Written exercise A.
Duplicate the php-fpm performance page from "It is known, and" to "apcu until now.".
Written exercise B.
Based on the php-fpm performance page, does each statement agree with it? (i) The priority was raised from Low to High. (ii) Inducing memory fragmentation improves apcu performance. (iii) The local tests used 36 fpm workers.
Written exercise C.
According to the php-fpm performance page, what range of sizes did the keys have in the high-write tests?

Passage provided.
-=-=-=-=-
Page MenuHomePhabricator

Investigate performance degradation at high concurrencies in php-fpm
Open, HighPublic

Description

It is known, and proved, that at high concurrencies, php-fpm's performance degrades exponentially even we have more available workers and host resources. We have been suspecting that APCu locking could be the culprit.

If it is so, and the issue remains in later versions, our goal is to make better use of onhost memcached by storing objects we were normally storing in apcu until now.

Event Timeline

I have some scripts in my home dir on mwdebug1001.eqiad.wmnet ([..] apcu_rw_test.php).

aaron raised the priority of this task from Low to High.Jan 7 2022, 1:43 AM

Using https://gist.github.com/AaronSchulz/28a2cc7701a33adca1479b5ff6530b2c and ab , apcu perfomance degradation was tested in a number of scenarios on a depooled host. When doing high writes to a set keys of random sizes (128 bytes to 1MB), the global write locks slow down even simple read-only requests (e.g. apcu_fetch). Inducing memory fragmentation (reported by apc.php) only makes it worse. Another antipattern is quickly filling up the cache up with an overly large working-set and causing resets, which creates an endless cycle of sets and cache flushes, with reads being slow.

Similarly, I can produce 10x to 100x slow downs locally (36 fpm workers, ab concurrency of 36, CPU with 36 logical processors).

The only mitigation I see is:

  • Avoid the use of key classes with high cardinality and large values
  • Minimize the use of key classes with large values and high write rates
  • Tweak the write rate of loadbalancer lag state keys
  • Use a deferred updates with a mutex to prune expired entries
  • Experiment with low values of apc.ttl (this can make it worse in some cases)
  • The splitting of worker count across machines lowers global lock contention helps (hence, why the k8 pod setup performed better)
-=-=-=-=-
Extracted material.
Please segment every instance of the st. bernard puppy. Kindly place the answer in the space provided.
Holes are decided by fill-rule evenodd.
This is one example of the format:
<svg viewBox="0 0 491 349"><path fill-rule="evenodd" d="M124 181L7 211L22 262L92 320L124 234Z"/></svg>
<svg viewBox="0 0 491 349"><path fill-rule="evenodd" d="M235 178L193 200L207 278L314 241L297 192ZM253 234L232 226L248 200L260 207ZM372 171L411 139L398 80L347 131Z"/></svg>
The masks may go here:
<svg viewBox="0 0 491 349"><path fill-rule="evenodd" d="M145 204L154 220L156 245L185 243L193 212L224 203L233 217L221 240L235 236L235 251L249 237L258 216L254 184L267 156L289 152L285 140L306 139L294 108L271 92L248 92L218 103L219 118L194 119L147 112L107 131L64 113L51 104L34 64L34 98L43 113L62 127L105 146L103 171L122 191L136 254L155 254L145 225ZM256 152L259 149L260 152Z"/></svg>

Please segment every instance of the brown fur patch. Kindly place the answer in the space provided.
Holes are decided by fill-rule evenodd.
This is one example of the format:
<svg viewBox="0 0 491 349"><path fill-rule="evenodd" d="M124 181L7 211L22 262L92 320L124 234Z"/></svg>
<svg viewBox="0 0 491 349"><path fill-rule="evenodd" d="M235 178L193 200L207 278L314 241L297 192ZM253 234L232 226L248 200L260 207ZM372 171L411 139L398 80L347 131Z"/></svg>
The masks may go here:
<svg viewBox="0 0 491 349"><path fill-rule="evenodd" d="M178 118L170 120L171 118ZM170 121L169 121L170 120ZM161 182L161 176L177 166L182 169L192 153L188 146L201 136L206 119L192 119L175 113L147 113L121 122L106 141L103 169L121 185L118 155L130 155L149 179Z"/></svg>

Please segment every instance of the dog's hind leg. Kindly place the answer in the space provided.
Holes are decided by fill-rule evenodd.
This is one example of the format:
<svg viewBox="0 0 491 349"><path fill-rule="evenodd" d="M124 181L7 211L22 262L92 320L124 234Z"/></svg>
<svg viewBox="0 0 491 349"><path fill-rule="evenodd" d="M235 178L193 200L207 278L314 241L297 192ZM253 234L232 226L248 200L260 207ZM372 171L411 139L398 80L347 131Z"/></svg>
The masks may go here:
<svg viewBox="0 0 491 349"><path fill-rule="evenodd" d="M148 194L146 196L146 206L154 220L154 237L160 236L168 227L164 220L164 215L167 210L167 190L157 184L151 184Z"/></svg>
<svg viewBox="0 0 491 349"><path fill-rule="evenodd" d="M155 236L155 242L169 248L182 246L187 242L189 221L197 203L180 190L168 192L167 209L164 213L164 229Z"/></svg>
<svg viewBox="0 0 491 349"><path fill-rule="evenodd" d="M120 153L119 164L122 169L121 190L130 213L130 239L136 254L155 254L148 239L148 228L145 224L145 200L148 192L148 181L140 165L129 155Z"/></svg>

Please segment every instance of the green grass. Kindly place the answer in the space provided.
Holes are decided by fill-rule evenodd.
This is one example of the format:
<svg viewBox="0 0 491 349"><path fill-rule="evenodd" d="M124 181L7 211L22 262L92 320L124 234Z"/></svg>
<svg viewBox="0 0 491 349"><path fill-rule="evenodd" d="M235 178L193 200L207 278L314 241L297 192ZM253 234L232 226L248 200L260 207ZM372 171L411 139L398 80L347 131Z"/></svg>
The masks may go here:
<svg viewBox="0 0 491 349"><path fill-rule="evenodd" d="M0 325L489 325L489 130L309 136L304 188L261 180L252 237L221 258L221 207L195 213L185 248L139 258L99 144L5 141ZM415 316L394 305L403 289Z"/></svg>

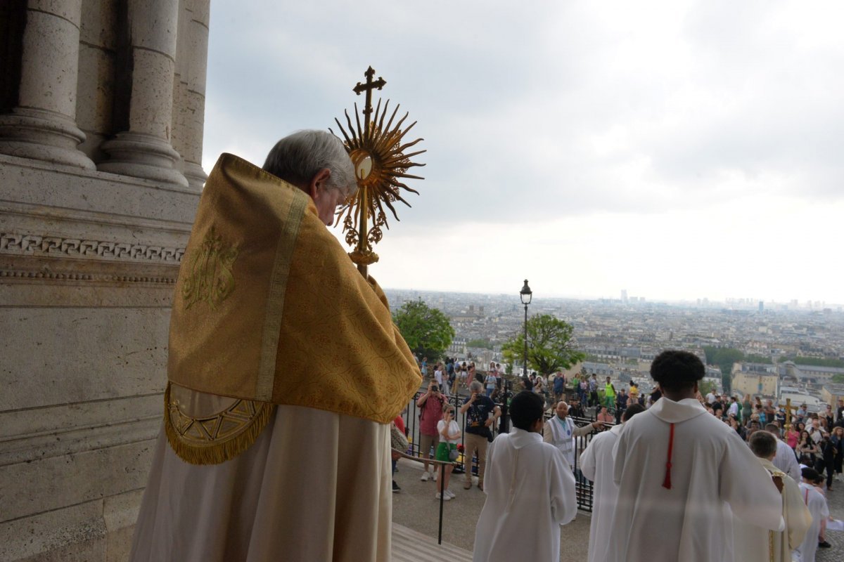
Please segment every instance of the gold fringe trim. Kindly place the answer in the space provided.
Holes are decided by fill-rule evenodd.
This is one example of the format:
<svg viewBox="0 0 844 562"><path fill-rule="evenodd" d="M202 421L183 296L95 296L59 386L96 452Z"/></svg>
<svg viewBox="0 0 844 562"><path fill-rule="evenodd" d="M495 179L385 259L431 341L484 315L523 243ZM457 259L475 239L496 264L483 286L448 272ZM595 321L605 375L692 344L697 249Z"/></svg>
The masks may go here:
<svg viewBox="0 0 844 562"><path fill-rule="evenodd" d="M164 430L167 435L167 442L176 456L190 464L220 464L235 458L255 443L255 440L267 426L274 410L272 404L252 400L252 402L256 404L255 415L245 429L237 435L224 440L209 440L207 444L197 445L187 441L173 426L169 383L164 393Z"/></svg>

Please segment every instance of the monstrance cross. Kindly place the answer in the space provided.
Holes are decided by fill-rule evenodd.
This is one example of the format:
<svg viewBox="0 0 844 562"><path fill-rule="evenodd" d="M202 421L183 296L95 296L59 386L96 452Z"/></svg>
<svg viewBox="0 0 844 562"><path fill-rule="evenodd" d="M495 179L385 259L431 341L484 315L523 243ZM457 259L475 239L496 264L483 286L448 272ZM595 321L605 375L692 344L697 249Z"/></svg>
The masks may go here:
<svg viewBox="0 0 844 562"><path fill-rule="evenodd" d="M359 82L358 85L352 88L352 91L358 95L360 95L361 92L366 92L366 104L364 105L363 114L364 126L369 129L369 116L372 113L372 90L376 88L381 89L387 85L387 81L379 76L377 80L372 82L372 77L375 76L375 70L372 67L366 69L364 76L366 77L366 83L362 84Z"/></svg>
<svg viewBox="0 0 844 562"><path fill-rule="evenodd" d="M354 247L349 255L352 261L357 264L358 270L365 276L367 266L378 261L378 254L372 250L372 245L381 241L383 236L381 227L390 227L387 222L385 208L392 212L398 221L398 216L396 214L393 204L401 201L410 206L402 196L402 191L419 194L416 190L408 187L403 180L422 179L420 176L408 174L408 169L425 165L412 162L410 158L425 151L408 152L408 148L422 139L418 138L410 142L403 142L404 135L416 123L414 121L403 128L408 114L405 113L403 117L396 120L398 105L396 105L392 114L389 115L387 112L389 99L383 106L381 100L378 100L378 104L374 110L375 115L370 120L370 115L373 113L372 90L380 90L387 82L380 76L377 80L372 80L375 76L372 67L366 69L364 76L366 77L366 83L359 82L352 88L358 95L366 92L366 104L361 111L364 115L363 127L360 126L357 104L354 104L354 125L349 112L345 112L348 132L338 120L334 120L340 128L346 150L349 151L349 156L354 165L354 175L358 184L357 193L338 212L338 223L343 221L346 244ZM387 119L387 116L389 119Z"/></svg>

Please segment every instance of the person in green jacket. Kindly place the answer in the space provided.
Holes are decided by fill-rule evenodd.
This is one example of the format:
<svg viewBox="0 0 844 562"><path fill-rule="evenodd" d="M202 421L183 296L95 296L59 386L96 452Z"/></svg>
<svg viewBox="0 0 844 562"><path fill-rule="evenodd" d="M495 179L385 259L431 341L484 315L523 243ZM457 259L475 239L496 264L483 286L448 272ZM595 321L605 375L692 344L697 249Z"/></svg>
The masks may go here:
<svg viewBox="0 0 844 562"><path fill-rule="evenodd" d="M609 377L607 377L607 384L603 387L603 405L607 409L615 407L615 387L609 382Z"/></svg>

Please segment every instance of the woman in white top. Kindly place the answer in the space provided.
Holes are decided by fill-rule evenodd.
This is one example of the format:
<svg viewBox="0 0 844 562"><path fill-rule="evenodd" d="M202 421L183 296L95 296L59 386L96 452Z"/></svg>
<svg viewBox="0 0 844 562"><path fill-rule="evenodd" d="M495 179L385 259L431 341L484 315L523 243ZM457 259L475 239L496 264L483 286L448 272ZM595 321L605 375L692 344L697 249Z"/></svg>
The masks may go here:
-=-=-=-=-
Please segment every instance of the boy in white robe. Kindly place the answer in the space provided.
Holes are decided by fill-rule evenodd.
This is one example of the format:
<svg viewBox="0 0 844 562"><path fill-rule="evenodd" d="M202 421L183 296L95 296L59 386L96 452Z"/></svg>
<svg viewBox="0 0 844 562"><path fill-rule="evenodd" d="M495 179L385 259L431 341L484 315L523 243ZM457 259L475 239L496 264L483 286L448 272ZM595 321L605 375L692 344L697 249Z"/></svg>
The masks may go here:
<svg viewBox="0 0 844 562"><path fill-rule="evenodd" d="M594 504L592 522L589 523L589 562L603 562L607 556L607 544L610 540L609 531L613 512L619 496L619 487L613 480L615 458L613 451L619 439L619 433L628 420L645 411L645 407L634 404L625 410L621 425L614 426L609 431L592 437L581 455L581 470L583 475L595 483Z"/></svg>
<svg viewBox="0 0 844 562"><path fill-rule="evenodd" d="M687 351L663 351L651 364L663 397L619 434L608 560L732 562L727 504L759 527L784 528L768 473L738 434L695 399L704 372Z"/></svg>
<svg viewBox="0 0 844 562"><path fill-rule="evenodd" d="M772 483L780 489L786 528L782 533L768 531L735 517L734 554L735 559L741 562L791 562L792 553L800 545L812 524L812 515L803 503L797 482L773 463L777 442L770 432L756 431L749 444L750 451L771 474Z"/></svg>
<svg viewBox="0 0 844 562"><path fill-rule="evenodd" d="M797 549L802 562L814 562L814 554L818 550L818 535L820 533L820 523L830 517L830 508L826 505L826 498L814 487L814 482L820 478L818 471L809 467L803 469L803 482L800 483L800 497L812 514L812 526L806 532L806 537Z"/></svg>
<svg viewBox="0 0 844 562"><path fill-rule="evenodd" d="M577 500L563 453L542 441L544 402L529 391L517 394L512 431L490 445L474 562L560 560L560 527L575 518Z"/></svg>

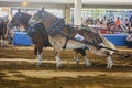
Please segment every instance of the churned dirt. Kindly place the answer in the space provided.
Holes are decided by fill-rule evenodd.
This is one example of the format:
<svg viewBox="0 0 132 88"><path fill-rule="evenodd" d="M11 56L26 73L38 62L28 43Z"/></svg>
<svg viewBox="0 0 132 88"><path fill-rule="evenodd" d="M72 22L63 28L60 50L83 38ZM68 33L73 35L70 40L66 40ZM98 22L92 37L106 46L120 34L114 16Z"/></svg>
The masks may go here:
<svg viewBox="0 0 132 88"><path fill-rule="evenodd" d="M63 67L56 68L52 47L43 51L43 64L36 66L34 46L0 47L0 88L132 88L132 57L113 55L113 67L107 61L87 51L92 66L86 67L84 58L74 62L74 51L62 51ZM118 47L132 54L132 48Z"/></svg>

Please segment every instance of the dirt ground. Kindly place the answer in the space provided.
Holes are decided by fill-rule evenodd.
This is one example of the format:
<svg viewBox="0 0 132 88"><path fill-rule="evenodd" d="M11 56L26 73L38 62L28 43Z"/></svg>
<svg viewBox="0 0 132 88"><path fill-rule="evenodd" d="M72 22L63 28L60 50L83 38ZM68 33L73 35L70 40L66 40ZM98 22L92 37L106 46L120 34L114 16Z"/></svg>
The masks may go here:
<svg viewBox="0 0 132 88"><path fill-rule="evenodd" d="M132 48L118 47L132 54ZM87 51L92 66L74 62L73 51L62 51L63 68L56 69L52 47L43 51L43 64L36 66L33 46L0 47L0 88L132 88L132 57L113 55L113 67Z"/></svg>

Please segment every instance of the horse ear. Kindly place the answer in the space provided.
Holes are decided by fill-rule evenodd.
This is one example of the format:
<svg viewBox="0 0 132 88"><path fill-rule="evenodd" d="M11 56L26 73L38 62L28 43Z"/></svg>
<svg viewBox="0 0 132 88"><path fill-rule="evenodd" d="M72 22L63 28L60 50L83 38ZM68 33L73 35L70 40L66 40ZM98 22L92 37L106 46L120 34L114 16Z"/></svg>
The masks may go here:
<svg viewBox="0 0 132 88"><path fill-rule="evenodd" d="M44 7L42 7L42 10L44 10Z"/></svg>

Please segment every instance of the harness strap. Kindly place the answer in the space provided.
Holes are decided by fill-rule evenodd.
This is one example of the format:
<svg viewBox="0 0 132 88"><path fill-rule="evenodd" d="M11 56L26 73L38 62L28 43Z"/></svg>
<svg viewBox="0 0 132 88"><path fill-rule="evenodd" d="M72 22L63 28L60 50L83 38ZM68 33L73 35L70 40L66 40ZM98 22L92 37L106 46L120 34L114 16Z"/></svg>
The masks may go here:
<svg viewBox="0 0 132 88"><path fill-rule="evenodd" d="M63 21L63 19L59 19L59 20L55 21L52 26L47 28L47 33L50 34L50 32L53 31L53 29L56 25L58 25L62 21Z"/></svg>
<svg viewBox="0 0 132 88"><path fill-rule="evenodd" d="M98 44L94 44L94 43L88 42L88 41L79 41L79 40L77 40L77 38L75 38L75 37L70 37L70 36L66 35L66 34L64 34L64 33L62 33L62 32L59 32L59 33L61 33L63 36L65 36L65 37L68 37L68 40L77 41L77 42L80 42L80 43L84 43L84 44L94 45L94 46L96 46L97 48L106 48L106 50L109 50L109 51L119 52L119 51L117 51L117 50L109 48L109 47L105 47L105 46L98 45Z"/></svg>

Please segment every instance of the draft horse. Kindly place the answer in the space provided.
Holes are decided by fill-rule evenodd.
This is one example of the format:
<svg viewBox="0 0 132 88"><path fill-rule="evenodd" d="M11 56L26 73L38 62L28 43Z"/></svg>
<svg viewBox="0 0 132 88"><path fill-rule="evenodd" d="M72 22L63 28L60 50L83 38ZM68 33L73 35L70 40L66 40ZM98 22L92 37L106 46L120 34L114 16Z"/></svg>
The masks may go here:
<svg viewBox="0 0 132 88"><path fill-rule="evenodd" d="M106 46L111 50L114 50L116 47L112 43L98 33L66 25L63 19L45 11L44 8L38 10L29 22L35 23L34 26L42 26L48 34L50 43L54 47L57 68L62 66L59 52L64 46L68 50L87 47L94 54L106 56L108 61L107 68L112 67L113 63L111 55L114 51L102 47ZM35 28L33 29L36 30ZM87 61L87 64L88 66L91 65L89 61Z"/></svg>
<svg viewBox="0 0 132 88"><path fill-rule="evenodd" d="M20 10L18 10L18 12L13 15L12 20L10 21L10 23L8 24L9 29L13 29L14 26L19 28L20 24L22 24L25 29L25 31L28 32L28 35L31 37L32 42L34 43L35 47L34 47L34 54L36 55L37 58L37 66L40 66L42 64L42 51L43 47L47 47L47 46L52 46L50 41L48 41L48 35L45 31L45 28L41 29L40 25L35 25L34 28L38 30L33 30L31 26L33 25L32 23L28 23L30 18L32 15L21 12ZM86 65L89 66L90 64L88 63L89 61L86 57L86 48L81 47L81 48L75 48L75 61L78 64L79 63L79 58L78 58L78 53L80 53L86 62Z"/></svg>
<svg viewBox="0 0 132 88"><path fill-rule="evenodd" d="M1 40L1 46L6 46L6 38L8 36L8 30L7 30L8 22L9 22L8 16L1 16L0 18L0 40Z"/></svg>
-=-=-=-=-
Full solution A.
It is known, and proved, that at high concurrencies, php-fpm's performance degrades exponentially even we have more available workers and host resources. We have been suspecting that APCu locking could be the culprit.

If it is so, and the issue remains in later versions, our goal is to make better use of onhost memcached by storing objects we were normally storing in apcu until now.

Full solution B.
(i) Yes: "aaron raised the priority of this task from Low to High"
(ii) No: "Inducing memory fragmentation (reported by apc.php) only makes it worse."
(iii) Yes: "36 fpm workers, ab concurrency of 36, CPU with 36 logical processors"

Full solution C.
From 128 bytes to 1MB.